● Exercise text
Start of Block
Educational Attainment 2024
- • High School Diploma or Higher: 69.1%
- • Bachelor's Degree or Higher: 16.1%
- Time zone: UTC-6 (CST)
- • Summer (DST): UTC-5 (CDT)
- ZIP Codes: parts of 60632
- Median income: $41,650

= Brighton Park, Chicago =

Community area in Chicago, Illinois

Brighton Park is a community area located on the southwest side of Chicago, Illinois. It is number 58 of the 77 community areas of Chicago.

Brighton Park is bordered on the north by the former Illinois and Michigan Canal and the current Chicago Sanitary and Ship Canal, on the east by Western Avenue, on the south by 49th Street, and on the west by Drake Ave.

The neighborhood is a mix of residential areas, commercial zones, industrial works and transportation (primarily railroad and trucking) facilities. It is relatively peaceful, according to Chicago Police Department statistics (2004 CPD Annual Report).

==History==

After the expulsion of the Potawatomi, the land in what is now Brighton Park was platted and subdivided in anticipation of the opening of the Illinois-Michigan Canal. In the 1850s, private investors, notably John McCaffrey bought it with the hopes of turning it into a center of commerce. In 1851, the area was incorporated as a municipality. Named Brighton to invoke livestock markets in, among other places, the Brighton neighborhood of Boston and its livestock markets. Brighton Park had an active livestock market in the late 1850s, but it was overshadowed by the Union Stock Yards in the 1860s. In 1855, Chicago mayor "Long" John Wentworth built the Brighton Park horse racetrack (whose name conveniently alluded to the more famous Brighton Racecourse in England) directly east of the village, in what is now the Chicago Park District's McKinley Park. The Great Chicago Fire spared Brighton Park. In 1889, after Lake Township voted to allow for annexation, Brighton Park became part of the City of Chicago.
End of Block
● Given records
Start of Block
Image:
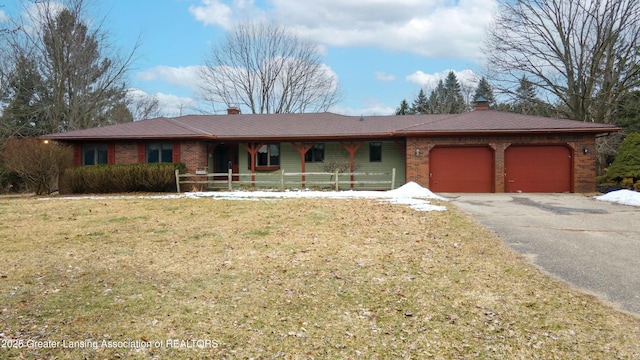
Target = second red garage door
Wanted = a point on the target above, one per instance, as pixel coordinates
(461, 169)
(537, 169)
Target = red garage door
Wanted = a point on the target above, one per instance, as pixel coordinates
(461, 169)
(537, 169)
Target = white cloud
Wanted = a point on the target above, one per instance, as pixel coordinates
(212, 12)
(218, 13)
(430, 81)
(187, 76)
(371, 107)
(434, 28)
(382, 76)
(170, 105)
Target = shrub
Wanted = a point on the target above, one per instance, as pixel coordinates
(158, 177)
(36, 162)
(626, 183)
(627, 162)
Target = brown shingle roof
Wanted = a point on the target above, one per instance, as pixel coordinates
(328, 125)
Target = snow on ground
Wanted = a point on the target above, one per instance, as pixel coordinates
(410, 194)
(624, 197)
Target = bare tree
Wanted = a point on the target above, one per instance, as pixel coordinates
(582, 55)
(143, 106)
(262, 67)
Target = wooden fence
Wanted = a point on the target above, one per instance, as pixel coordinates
(282, 180)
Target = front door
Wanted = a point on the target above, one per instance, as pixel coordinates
(225, 157)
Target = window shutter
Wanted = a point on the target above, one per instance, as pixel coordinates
(142, 153)
(175, 152)
(77, 155)
(111, 154)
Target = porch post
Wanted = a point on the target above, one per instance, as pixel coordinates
(253, 148)
(352, 147)
(302, 150)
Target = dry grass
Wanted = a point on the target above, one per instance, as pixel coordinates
(283, 279)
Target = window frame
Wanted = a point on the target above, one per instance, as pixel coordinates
(165, 149)
(100, 153)
(269, 164)
(377, 152)
(315, 154)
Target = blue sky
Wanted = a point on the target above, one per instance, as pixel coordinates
(382, 51)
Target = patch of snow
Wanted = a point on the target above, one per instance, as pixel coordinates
(413, 190)
(410, 194)
(624, 197)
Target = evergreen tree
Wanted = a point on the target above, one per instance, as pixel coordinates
(24, 88)
(420, 105)
(62, 76)
(453, 95)
(447, 97)
(78, 76)
(403, 109)
(484, 89)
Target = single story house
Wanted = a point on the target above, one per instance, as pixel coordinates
(477, 151)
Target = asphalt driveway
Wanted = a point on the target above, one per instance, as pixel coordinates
(591, 244)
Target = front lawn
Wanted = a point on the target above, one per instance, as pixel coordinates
(291, 278)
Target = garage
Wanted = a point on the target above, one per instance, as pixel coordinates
(537, 168)
(461, 169)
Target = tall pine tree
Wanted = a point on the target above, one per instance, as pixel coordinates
(420, 105)
(484, 89)
(403, 109)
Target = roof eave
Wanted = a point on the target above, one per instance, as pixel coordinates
(506, 132)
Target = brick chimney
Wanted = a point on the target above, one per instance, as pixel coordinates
(481, 104)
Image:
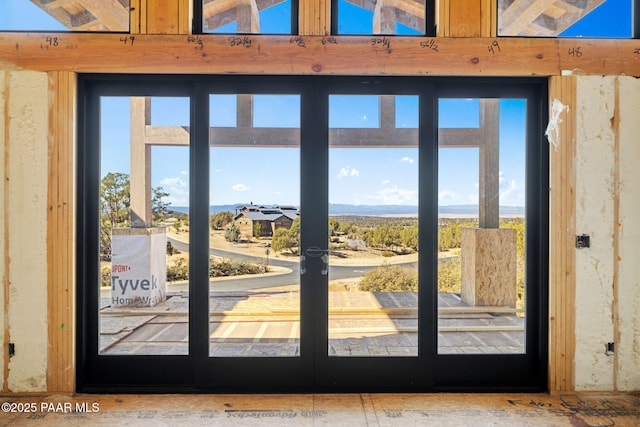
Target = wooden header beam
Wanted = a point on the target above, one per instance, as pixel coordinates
(316, 55)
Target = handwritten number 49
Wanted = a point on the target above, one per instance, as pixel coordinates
(575, 51)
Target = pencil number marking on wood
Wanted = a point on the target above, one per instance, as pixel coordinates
(298, 41)
(430, 44)
(196, 41)
(575, 51)
(128, 40)
(50, 42)
(382, 41)
(494, 47)
(244, 41)
(329, 40)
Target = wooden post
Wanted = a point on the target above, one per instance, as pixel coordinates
(140, 174)
(314, 17)
(562, 229)
(60, 234)
(489, 197)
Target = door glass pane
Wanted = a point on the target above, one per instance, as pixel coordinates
(256, 17)
(254, 231)
(373, 225)
(144, 226)
(566, 18)
(81, 16)
(481, 196)
(364, 18)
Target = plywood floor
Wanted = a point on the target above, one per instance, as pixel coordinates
(353, 410)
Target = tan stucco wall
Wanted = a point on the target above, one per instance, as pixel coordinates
(23, 165)
(602, 165)
(628, 375)
(23, 162)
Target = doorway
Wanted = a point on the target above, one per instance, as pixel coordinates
(311, 234)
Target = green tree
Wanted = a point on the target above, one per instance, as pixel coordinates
(334, 226)
(114, 208)
(159, 207)
(115, 202)
(282, 240)
(257, 229)
(231, 233)
(409, 237)
(221, 220)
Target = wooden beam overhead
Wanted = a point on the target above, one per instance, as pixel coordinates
(88, 15)
(542, 18)
(313, 55)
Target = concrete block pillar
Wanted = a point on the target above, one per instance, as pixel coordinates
(138, 267)
(489, 266)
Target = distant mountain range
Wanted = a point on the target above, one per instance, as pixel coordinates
(373, 210)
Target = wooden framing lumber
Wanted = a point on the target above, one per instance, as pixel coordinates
(316, 55)
(562, 274)
(60, 233)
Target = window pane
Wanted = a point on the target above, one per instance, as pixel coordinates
(373, 225)
(259, 17)
(481, 192)
(254, 232)
(144, 226)
(356, 17)
(46, 15)
(566, 18)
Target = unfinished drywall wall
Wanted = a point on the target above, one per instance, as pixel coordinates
(25, 173)
(595, 179)
(607, 202)
(3, 278)
(628, 347)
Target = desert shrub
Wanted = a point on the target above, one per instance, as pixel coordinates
(105, 276)
(390, 278)
(231, 267)
(178, 271)
(450, 275)
(171, 250)
(231, 233)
End of Block
● Exercise requirements
1. Using the Brighton Park text, decide whether each statement agrees with it. Answer yes or no, and quote the words that decide it.
(a) Brighton Park is one of the 77 community areas of Chicago.
(b) The Great Chicago Fire destroyed much of Brighton Park.
(c) Drake Ave forms the eastern border of Brighton Park.
2. According to the Brighton Park text, in what year did Brighton Park become part of the City of Chicago?
3. Extend the Brighton Park text, picking up after its last sentence.

● Written answers
1.
(a) Yes: "It is number 58 of the 77 community areas of Chicago."
(b) No: "The Great Chicago Fire spared Brighton Park."
(c) No: "on the east by Western Avenue"

2. 1889

3.
By 1871, the year of the Great Chicago Fire, Brighton Park was served by the Archer Avenue horsecar and the Alton Railroad. (Brighton Park was not affected by the fire). The railroad built a roundhouse in the neighborhood, and various factories were built. Later the streetcar was electrified and extended and interurban electric railway service was provided by the Chicago and Joliet Electric Railway until 1934. Most of the residential buildings now in Brighton Park were built in the early part of the 20th century, between 1905 and 1925, after more electric streetcar lines (on Western Ave, Kedzie Ave, 35th St and 47th St) had been extended into the neighborhood, providing cheap and quick transport to work.

By the turn of the century, Brighton Park was becoming a destination for many European immigrants, particularly those arriving from Italy, Poland and Lithuania. The neighborhood's Polish identity was evidenced along Archer Avenue, which became the neighborhood's main street for Polish owned businesses.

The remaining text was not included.